*Exercise goal*
Your answer must be the full set of entries, reproduced exactly.

*Stored data*
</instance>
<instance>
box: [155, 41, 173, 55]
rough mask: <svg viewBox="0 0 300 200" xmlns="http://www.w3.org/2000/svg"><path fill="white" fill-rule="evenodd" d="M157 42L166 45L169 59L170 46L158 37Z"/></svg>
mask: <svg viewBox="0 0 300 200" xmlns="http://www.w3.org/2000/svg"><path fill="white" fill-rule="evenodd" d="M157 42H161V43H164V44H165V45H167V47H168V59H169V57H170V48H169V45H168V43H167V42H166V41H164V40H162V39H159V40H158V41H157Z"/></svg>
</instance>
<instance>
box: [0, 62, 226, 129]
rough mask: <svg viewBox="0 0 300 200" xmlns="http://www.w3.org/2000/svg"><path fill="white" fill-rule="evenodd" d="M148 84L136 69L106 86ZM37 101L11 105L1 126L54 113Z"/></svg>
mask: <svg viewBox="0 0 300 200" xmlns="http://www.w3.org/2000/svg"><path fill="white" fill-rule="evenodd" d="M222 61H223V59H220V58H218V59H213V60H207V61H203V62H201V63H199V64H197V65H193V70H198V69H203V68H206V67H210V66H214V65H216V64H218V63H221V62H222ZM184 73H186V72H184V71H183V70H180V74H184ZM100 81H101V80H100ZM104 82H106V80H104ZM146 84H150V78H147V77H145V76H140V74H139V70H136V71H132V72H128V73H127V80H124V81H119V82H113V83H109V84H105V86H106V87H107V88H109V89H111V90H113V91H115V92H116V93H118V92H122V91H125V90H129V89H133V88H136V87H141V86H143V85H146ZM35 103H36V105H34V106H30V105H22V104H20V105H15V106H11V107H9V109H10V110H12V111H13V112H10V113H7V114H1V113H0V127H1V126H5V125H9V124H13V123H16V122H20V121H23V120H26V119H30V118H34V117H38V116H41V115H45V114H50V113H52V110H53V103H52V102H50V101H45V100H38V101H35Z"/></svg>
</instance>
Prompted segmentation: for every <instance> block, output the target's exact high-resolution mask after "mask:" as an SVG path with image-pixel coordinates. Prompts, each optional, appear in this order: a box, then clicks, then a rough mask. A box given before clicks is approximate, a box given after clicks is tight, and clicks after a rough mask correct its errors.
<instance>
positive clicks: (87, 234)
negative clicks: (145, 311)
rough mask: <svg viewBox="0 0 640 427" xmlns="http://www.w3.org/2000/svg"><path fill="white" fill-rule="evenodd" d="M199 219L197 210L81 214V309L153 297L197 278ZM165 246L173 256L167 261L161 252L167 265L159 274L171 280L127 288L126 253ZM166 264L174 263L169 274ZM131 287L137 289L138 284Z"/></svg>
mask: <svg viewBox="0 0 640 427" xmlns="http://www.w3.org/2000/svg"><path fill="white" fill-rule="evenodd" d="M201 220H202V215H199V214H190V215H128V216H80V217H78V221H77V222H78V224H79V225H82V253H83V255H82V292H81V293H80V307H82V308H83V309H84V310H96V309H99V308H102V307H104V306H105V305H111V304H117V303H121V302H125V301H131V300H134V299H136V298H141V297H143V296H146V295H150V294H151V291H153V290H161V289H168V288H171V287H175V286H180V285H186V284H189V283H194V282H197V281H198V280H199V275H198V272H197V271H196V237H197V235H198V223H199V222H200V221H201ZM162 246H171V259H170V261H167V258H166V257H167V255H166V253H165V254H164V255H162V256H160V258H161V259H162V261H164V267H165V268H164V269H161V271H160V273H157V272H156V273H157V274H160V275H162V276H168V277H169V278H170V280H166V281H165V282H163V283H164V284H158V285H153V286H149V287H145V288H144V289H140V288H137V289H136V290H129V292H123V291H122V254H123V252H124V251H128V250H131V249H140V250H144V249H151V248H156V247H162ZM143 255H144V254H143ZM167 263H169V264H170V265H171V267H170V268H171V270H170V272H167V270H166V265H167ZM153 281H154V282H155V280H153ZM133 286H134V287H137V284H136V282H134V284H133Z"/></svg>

*Expected answer*
</instance>
<instance>
box: [155, 41, 173, 55]
rough mask: <svg viewBox="0 0 300 200" xmlns="http://www.w3.org/2000/svg"><path fill="white" fill-rule="evenodd" d="M157 42L166 45L169 59L170 46L158 37Z"/></svg>
mask: <svg viewBox="0 0 300 200" xmlns="http://www.w3.org/2000/svg"><path fill="white" fill-rule="evenodd" d="M157 42H161V43H164V44H165V45H167V47H168V59H169V57H170V48H169V45H168V43H167V42H166V41H164V40H162V39H159V40H158V41H157Z"/></svg>
</instance>
<instance>
box: [0, 62, 226, 129]
rough mask: <svg viewBox="0 0 300 200" xmlns="http://www.w3.org/2000/svg"><path fill="white" fill-rule="evenodd" d="M148 84L136 69L106 86ZM37 101L11 105L1 126L54 113Z"/></svg>
mask: <svg viewBox="0 0 300 200" xmlns="http://www.w3.org/2000/svg"><path fill="white" fill-rule="evenodd" d="M222 61H223V59H220V58H218V59H213V60H207V61H203V62H201V63H199V64H197V65H193V70H198V69H203V68H206V67H210V66H214V65H216V64H218V63H221V62H222ZM184 73H186V72H184V71H183V70H180V74H184ZM100 81H101V80H100ZM104 82H106V80H104ZM146 84H150V78H147V77H145V76H140V74H139V70H136V71H132V72H128V73H127V80H124V81H119V82H113V83H109V84H105V86H106V87H107V88H109V89H111V90H113V91H115V92H116V93H118V92H122V91H125V90H129V89H133V88H136V87H141V86H143V85H146ZM35 103H36V105H34V106H30V105H22V104H20V105H15V106H11V107H9V109H10V110H12V111H13V112H10V113H7V114H1V113H0V127H1V126H5V125H9V124H13V123H16V122H20V121H23V120H26V119H30V118H34V117H38V116H41V115H45V114H50V113H52V110H53V103H52V102H50V101H45V100H38V101H35Z"/></svg>
</instance>
Prompted segmentation: for every <instance> block, output the target's exact high-resolution mask after "mask:" as an SVG path with image-pixel coordinates. Prompts, each optional, appear in this order: a box, then clicks, then a rough mask. A box given before clicks is approximate, a box given after clicks is tight, and clicks after a rough mask correct its errors.
<instance>
positive clicks: (87, 234)
negative clicks: (145, 311)
rough mask: <svg viewBox="0 0 640 427" xmlns="http://www.w3.org/2000/svg"><path fill="white" fill-rule="evenodd" d="M199 219L197 210L81 214V309L153 297L197 278ZM165 246L173 256L167 261L161 252L167 265L159 274L171 280L127 288L126 253ZM166 264L174 263L169 274ZM131 287L137 289L138 284Z"/></svg>
mask: <svg viewBox="0 0 640 427" xmlns="http://www.w3.org/2000/svg"><path fill="white" fill-rule="evenodd" d="M201 220H202V215H199V214H190V215H128V216H80V217H78V221H77V222H78V224H79V225H82V253H83V255H82V292H81V293H80V307H82V308H83V309H84V310H96V309H99V308H102V307H104V306H105V305H111V304H117V303H121V302H125V301H131V300H134V299H136V298H141V297H143V296H146V295H150V294H151V291H153V290H161V289H168V288H171V287H175V286H180V285H186V284H189V283H194V282H197V281H198V280H199V275H198V272H197V271H196V237H197V235H198V223H199V222H200V221H201ZM162 246H171V259H170V261H167V258H166V257H167V255H166V253H165V254H164V255H162V256H160V258H161V259H162V261H164V267H165V268H164V269H161V271H160V273H157V272H156V273H157V274H160V275H162V276H168V277H169V278H170V280H166V281H165V282H163V283H164V284H158V285H153V286H149V287H145V288H144V289H140V288H137V289H136V290H129V292H123V291H122V254H123V252H124V251H128V250H131V249H140V250H144V249H151V248H156V247H162ZM143 255H144V254H143ZM167 263H169V264H170V265H171V267H170V268H171V270H170V272H167V270H166V265H167ZM153 281H154V282H155V280H153ZM133 286H134V287H137V284H136V282H134V284H133Z"/></svg>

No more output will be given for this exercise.